Start of Exercise passage
I’m participating on tudiabetes as a person living with diabetes, not in my specific role as editor, so I’ll answer in general.
Ask a handful of editors and you’ll get a handful of answers about how stories for magazines, newspapers, and online are researched, written, and fact-checked. Unfortunately, fact-checking is a function that has become increasingly neglected thanks to downsizing in the publishing industry and the flurry of content now available online.
Stories in popular media may be fact-checked but are not necessarily reviewed by an independent panel of experts. A general-interest publication that has an advisory board benefits from professional eyes reading the articles–if those articles are actually sent to and reviewed by the advisory board members. Sometimes a list is just a list.
I’ve appreciated working with advisory board members who have lots of clinical experience and who are actively involved in professional organizations, volunteer work, and continuing education. A journal may benefit from advisory board members devoted to research.
End of Exercise passage
▸ **Assignment 1**
List the outlets for which, according to the passage on fact-checking, stories are researched, written, and fact-checked.
▸ **Assignment 2**
Carry on the passage on fact-checking, starting right after its final sentence.
The records after this point are separate material, not part of the passage on fact-checking.
Start of Supplied information
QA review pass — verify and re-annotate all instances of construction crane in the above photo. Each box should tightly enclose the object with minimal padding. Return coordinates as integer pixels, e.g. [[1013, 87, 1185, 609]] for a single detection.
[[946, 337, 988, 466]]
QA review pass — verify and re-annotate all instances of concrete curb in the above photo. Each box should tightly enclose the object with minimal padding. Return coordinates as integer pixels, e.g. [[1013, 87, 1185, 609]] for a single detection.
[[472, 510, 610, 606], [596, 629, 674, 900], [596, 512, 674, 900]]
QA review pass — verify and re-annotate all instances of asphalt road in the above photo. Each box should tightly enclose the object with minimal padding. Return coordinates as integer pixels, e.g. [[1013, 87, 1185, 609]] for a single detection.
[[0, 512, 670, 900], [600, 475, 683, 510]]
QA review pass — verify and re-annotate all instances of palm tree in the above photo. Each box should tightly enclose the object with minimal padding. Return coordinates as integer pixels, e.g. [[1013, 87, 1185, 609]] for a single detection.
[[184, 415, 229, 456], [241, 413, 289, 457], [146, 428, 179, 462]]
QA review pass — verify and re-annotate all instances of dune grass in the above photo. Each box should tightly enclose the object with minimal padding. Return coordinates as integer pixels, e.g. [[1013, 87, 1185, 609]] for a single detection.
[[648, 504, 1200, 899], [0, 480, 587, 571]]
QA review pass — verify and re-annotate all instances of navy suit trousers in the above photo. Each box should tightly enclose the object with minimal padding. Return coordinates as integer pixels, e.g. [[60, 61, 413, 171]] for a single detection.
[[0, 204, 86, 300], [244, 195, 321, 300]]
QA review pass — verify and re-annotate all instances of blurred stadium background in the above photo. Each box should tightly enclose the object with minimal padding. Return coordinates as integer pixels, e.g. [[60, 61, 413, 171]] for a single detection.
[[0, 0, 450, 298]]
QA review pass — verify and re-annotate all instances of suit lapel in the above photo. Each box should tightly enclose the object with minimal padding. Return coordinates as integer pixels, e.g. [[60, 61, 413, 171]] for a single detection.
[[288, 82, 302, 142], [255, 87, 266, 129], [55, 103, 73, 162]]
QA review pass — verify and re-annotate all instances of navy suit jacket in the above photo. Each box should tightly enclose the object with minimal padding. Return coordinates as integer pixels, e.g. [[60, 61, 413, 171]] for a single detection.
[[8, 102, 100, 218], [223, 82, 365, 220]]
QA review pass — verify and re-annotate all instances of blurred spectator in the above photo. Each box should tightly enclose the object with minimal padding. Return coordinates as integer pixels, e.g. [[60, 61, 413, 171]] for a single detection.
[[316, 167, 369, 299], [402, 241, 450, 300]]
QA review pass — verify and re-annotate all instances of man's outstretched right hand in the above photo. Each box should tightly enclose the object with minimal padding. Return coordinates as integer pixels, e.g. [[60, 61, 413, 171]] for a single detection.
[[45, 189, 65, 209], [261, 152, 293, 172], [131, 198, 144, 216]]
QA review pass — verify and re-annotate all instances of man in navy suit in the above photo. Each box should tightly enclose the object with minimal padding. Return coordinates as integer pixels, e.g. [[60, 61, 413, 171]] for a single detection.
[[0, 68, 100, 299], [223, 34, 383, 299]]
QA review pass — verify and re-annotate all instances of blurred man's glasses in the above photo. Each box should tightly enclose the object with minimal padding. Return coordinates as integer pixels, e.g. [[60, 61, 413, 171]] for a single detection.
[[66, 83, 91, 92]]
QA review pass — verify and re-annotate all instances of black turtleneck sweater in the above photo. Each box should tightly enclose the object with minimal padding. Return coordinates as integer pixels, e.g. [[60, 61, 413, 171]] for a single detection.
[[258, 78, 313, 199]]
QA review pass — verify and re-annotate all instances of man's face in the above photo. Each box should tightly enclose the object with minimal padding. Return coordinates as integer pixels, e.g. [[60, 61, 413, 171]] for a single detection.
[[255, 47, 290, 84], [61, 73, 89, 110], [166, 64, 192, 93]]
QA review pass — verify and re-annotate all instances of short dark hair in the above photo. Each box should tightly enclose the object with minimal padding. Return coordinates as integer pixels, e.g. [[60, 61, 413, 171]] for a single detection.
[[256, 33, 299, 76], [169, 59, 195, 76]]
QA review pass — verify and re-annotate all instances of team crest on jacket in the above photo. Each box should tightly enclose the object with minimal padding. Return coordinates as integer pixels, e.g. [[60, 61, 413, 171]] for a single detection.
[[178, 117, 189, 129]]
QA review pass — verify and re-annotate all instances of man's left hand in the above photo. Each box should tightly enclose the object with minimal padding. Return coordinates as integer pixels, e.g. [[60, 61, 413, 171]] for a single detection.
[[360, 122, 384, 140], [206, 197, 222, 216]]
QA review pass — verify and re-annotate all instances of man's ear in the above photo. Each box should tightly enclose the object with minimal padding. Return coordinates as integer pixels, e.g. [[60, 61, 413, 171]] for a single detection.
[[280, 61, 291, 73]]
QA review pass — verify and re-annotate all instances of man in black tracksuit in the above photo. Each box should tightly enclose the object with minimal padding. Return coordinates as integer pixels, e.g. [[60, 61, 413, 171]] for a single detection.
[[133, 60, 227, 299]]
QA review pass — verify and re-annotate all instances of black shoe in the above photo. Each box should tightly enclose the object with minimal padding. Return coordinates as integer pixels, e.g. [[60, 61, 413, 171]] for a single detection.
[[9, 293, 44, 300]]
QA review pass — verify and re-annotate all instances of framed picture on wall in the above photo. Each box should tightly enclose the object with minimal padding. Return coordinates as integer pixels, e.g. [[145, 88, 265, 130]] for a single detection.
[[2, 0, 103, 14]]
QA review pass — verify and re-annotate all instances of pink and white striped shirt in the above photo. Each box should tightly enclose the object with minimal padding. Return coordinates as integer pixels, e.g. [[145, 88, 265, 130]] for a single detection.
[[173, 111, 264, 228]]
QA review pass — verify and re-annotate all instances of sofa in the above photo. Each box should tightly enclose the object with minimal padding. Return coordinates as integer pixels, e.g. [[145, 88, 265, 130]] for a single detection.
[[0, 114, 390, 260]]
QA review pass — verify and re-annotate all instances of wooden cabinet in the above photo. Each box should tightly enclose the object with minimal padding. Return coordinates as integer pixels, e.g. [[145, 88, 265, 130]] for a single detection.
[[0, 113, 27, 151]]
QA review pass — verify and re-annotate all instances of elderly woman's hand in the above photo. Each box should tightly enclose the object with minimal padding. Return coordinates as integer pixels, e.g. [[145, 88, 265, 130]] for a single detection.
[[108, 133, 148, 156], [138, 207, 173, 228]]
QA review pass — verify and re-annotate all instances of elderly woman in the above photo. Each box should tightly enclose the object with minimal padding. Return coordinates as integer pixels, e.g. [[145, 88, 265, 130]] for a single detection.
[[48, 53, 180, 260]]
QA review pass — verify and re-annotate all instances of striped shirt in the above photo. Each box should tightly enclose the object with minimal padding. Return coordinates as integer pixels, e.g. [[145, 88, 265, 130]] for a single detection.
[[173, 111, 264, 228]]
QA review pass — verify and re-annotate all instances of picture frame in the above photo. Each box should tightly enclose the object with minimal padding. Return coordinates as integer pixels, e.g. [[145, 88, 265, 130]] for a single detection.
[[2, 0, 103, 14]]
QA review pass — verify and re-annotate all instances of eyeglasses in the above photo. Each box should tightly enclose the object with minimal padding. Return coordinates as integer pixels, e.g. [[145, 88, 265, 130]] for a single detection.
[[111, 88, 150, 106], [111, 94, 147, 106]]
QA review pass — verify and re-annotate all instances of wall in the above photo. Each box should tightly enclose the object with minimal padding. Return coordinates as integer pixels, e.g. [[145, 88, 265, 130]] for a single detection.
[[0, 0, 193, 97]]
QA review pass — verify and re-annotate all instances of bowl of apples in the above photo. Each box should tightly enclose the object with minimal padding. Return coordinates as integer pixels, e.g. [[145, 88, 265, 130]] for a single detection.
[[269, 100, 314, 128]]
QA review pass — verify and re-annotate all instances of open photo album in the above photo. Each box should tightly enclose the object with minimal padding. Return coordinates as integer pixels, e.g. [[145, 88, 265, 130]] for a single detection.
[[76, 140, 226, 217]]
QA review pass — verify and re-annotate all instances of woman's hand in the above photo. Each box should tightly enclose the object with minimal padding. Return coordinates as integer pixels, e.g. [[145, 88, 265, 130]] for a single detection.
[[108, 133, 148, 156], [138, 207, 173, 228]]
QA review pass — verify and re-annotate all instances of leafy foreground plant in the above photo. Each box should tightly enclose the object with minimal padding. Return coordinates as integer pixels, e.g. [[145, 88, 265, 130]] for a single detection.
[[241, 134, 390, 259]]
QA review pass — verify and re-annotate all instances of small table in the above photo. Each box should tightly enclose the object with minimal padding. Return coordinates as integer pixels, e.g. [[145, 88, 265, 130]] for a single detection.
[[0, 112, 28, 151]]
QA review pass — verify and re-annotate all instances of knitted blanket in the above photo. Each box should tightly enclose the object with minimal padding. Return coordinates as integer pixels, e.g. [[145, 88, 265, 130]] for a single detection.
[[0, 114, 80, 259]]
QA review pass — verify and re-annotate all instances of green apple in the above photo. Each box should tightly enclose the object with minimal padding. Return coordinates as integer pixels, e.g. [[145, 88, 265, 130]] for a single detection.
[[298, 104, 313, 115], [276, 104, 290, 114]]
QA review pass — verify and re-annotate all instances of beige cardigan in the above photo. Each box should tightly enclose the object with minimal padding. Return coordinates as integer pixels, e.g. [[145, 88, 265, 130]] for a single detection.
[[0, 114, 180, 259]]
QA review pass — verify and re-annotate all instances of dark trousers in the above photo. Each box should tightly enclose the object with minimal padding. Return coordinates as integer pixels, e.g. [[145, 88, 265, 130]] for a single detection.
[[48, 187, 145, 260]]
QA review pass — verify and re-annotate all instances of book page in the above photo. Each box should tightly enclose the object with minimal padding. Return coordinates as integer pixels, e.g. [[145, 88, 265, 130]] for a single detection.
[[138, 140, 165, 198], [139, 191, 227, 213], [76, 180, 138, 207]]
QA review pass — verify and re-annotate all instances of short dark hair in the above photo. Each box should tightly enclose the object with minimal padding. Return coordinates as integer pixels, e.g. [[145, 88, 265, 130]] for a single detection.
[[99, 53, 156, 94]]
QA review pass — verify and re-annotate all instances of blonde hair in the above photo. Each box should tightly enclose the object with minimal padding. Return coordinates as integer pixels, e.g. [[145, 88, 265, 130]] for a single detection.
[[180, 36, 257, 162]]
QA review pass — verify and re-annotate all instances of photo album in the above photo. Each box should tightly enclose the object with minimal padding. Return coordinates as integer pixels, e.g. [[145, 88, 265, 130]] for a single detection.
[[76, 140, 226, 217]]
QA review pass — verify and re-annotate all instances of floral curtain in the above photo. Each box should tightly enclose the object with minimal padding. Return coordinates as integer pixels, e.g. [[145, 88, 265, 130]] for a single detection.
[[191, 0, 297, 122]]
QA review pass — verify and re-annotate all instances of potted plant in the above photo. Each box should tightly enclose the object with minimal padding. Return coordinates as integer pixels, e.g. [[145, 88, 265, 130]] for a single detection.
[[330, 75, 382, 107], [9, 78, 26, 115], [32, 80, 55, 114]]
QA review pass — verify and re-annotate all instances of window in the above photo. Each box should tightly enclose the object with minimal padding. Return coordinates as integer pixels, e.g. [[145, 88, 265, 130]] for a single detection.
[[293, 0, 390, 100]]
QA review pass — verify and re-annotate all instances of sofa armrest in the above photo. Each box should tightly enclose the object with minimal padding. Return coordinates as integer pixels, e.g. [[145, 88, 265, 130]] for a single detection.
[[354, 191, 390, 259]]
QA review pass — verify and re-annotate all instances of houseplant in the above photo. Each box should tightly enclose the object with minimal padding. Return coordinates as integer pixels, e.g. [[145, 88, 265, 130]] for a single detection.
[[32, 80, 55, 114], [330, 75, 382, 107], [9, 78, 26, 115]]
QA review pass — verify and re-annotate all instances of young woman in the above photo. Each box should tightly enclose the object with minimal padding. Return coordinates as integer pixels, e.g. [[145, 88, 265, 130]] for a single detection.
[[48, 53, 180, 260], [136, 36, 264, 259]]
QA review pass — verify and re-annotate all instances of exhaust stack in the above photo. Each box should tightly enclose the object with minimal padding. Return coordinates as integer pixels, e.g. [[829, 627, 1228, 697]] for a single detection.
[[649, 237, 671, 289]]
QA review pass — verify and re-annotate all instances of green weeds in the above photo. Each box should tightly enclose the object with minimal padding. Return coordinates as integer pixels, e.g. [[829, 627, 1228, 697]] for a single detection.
End of Supplied information
▸ **Exercise result 1**
Magazines, newspapers, and online.

▸ **Exercise result 2**
The interesting thing about reporting and writing is that just about every facet of the process is open to interpretation–by the researcher/writer, by the editor, and certainly by the reader. It seems so simple to present both sides of a story–as if there were only two sides! But that is just not the case. The experts selected, the amount of time spent in discussion with them, the particular emphasis of the experts, the skill of the writer at gauging and conveying meaning (not everyone speaks in sound bites), the purpose of the story, the intended audience for the story, the amount of space allotted to the story, etc., all help shape the finished piece. Even a so-called fact can be misleading or incorrect if not placed in context. Which “facts” should be included? Which “facts” are not necessary for a particular article in a particular publication at a particular time for a particular audience? And even if the facts are correct, is the writing clear, engaging, meaningful to the reader?
It’s pretty difficult to have one piece of content be the “ultimate” piece about a particular topic. I’m always eager for people to show me pieces they consider ultimate. That helps me improve my skills.
(It might be a fun project to challenge people on tudiabetes to write what they consider to be the ultimate piece about LADA! I would love to read that.)
Fact or fiction, I appreciate the rich pageant of thought and words devoted to diabetes.